- [TASK OBJECTIVE] The response must consist of every record, restated word for word.

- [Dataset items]
━━━
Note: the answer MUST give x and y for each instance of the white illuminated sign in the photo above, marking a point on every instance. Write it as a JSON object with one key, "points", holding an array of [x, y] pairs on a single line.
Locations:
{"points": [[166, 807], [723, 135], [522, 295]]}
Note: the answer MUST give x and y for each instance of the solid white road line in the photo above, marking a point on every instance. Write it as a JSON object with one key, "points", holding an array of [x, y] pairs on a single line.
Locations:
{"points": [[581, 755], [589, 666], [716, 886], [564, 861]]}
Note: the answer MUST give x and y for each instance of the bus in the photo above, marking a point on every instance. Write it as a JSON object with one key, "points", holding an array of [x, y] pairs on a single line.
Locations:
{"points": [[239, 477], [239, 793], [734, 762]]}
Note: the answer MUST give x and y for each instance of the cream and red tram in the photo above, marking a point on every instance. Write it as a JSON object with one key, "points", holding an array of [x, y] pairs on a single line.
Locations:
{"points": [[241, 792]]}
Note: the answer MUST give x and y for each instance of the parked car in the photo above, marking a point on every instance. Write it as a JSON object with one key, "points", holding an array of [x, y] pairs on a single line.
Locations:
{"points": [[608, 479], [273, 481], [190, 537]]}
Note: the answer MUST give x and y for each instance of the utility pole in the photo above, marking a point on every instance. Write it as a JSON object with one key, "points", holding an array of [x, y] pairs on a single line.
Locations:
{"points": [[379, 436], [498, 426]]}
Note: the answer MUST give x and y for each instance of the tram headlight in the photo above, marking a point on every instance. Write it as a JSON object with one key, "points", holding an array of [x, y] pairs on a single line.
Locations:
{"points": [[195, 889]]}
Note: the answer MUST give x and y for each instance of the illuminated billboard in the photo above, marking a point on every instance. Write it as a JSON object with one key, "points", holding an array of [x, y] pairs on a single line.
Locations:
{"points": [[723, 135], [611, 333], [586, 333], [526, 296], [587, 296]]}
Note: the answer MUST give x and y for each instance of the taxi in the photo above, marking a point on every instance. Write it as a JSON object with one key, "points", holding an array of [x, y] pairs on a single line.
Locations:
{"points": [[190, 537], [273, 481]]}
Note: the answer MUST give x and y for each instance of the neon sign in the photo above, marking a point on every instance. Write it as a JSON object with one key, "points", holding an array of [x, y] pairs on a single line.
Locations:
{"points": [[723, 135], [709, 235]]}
━━━
- [ANSWER BELOW]
Note: the answer MUST give x and y for each instance of the white illuminated sign in the photo above, marking a point on every instance. Write it as a JSON object with one key, "points", holding an array of [x, y] pairs on a single line.
Locations:
{"points": [[166, 807], [723, 135], [522, 295]]}
Note: the answer MUST give x and y for each instance of the solid white road line in the photo above, marking a point on every instance. Write it as a JSON object with one key, "points", holding an array of [x, y] pairs on a single line.
Locations:
{"points": [[581, 755], [589, 666], [716, 886], [564, 861]]}
Note: the answer MUST give x and y for each instance of the bus in the photo above, marking a point on every instance. Write it as a JSON object with one key, "points", holding an array of [x, y] pairs on a single line.
Locations:
{"points": [[239, 477], [239, 793], [734, 762]]}
Note: the answer MUST give x and y for each instance of the cream and red tram in the photo above, marking a point on every instance. Write it as a JSON object with one key, "points", holding an array of [x, y] pairs on a single line.
Locations:
{"points": [[241, 792]]}
Note: the answer MUST give x and y for each instance of the parked car in the photo above, marking a point on every instance. Write it as a JSON object with one key, "points", holding an array of [x, y] pairs on a single line.
Locations:
{"points": [[608, 479], [273, 481], [190, 537]]}
Note: the answer MUST give x and y for each instance of the utility pole in the photo above, marking a point on every instance. Write it as a JSON object with one key, "points", holding an array of [x, y] pairs on a single line.
Locations:
{"points": [[379, 436], [498, 426]]}
Note: the answer MUST give x and y for each instance of the tram headlight in the photo above, marking a point on every instance. Write it as a JSON object with one key, "points", holding an array of [x, y] pairs on a single line.
Locations:
{"points": [[195, 889]]}
Note: the answer MUST give x and y for each instance of the illuminated billboard in the photo above, marking a point on every instance. Write it as a JSON object with one key, "points", holding an array of [x, y] pairs on a single line.
Locations:
{"points": [[723, 135], [611, 333], [586, 333], [526, 296], [587, 296]]}
Note: the answer MUST give x and y for each instance of the taxi in the photo above, marking a point on every instance. Write it as a JSON object with one key, "points", holding an array of [x, y] pairs on a single line.
Locations:
{"points": [[190, 537], [273, 481]]}
Note: the answer MUST give x and y for each instance of the neon sign in the photo above, marking a point on every instance. Write it as a JSON object with one key, "points", holding an array of [x, y] pairs on a single line.
Locations:
{"points": [[723, 135], [709, 235]]}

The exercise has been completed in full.